Records from a dataset
• • •

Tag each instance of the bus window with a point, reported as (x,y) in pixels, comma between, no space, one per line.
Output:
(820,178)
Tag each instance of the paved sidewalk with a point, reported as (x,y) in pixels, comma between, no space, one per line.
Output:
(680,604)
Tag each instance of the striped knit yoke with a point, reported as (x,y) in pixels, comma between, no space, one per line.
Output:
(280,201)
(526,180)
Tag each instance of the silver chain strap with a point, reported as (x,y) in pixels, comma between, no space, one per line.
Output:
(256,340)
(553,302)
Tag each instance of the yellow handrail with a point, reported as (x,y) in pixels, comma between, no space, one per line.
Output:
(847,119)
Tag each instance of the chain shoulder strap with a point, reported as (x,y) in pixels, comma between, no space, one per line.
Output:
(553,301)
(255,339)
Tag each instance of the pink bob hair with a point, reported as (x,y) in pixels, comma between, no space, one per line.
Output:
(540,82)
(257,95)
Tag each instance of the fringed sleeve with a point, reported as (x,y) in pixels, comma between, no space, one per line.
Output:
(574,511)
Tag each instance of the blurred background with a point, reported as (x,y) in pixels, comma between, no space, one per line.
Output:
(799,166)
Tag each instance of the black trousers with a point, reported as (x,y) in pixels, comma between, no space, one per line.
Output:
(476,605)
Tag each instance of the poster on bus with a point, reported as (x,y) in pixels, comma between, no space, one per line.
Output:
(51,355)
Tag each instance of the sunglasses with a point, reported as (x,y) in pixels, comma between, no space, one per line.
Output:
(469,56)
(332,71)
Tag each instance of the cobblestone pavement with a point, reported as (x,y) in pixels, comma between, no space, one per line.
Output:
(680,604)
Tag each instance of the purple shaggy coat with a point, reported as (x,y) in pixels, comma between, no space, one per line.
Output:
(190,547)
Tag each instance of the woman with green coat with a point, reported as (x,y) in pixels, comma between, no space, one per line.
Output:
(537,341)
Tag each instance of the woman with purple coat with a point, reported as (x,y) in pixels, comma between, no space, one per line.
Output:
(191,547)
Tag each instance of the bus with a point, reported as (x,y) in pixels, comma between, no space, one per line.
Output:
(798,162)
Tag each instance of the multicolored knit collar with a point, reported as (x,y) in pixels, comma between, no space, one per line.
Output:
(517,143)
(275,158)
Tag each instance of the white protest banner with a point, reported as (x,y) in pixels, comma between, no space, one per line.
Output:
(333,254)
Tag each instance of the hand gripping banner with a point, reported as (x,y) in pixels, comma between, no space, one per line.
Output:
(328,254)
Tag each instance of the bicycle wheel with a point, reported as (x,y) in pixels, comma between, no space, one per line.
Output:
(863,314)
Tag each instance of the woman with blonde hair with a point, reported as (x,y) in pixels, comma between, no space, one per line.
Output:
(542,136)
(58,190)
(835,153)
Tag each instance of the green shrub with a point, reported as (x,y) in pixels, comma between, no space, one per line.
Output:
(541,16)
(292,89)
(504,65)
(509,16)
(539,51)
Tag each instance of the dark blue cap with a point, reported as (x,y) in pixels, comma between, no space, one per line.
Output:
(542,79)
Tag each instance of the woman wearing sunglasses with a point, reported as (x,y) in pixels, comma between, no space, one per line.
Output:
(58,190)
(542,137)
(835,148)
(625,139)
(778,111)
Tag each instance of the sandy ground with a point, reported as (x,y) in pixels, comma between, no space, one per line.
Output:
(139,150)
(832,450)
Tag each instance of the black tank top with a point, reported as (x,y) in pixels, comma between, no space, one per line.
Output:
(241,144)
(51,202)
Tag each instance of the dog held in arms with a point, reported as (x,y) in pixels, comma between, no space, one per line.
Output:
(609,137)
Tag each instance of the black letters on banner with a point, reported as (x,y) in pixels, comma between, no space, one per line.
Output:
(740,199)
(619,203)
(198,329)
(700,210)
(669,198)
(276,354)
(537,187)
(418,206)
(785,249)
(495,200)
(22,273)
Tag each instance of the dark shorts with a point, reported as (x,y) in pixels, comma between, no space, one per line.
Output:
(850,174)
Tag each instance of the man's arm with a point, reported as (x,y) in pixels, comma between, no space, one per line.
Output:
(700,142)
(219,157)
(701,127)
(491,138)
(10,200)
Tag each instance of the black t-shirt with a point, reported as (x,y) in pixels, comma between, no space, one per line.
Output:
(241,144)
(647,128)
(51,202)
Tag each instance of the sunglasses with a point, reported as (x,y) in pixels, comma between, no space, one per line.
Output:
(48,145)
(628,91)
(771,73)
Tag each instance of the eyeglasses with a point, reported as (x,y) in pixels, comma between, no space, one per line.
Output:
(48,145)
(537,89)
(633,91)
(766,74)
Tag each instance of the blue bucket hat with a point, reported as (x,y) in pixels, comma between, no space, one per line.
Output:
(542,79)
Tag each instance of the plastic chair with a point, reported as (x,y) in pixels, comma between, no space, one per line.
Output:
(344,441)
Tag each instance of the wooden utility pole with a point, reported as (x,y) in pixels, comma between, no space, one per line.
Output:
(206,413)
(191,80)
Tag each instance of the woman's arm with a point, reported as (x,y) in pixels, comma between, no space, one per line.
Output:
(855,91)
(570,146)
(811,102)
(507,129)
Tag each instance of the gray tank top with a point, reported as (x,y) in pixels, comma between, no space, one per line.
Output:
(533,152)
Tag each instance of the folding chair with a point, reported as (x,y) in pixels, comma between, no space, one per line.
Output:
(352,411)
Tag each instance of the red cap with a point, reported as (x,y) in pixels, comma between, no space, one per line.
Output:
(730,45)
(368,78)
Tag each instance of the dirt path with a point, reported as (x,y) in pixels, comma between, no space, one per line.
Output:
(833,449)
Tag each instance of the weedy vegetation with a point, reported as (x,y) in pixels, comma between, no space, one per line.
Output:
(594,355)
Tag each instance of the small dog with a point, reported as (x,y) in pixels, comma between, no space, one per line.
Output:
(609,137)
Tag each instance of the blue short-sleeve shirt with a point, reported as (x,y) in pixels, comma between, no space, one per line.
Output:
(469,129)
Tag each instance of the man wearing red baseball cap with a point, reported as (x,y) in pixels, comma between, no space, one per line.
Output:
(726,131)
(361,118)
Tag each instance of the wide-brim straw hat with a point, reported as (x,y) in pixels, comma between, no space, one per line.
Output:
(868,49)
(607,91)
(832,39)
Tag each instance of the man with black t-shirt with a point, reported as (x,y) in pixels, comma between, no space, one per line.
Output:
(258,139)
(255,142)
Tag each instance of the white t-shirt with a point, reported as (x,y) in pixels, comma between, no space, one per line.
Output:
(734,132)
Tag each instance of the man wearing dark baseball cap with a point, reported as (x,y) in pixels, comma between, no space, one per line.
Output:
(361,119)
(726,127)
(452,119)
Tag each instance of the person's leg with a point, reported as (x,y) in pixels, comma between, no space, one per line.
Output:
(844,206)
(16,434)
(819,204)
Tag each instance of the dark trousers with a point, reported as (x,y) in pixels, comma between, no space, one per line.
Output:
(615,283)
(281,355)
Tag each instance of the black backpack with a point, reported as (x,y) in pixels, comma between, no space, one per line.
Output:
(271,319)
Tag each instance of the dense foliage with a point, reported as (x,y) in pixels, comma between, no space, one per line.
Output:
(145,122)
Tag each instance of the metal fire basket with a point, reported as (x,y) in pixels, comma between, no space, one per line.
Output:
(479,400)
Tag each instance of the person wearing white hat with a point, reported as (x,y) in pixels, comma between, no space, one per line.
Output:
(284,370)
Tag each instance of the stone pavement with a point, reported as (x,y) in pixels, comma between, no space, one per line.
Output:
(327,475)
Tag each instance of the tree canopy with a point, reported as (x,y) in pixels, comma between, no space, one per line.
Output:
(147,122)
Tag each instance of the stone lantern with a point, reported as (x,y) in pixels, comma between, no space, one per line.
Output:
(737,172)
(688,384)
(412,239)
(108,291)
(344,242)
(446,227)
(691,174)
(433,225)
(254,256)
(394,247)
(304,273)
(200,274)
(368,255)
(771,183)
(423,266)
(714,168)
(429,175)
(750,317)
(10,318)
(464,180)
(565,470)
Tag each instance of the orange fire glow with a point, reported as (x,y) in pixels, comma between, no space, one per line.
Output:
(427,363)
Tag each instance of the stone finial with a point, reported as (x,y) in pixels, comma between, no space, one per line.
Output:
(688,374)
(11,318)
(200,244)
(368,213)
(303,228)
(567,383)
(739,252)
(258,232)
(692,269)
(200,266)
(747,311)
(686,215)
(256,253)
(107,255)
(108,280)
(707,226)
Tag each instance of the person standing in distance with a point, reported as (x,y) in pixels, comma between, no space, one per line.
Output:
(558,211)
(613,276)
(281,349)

• • •

#### Task to complete:
Reproduce the listing above verbatim, from the line containing "Tag each instance of the person wearing" through the end of the listing.

#### Reply to the task:
Tag each instance of the person wearing white hat with a point, reported as (x,y) in pixels, comma between, no space, one per line.
Output:
(284,370)
Tag each instance of the stone pavement with a point, reported as (x,y) in pixels, comma between, no space, one per line.
Output:
(327,475)
Tag each instance of the tree canopy with a point, reported as (x,y) in pixels, comma between, no space, one per line.
Output:
(147,122)
Tag each instance of the stone lantern with a point, reported as (x,y) in pixels, comma between, no space, one per line.
Output:
(737,172)
(688,384)
(412,239)
(108,291)
(344,242)
(446,227)
(691,174)
(433,225)
(254,256)
(394,247)
(304,273)
(200,274)
(368,255)
(771,183)
(423,266)
(714,168)
(429,175)
(750,317)
(10,318)
(464,180)
(565,470)
Tag each instance of the orange fire glow with a point, reported as (x,y) in pixels, comma between, no space, one per line.
Output:
(427,363)
Tag each instance of the stone finial with a point, reported as (x,y) in pixels, comma between, no space, one per line.
Output:
(688,374)
(11,318)
(200,244)
(368,213)
(303,228)
(567,383)
(739,252)
(258,232)
(692,269)
(200,266)
(747,311)
(686,215)
(256,253)
(107,255)
(108,280)
(707,226)
Tag each instance of the person standing in distance with a point, reported as (x,y) in pixels, comma between, no space, one per line.
Output:
(558,211)
(613,276)
(281,349)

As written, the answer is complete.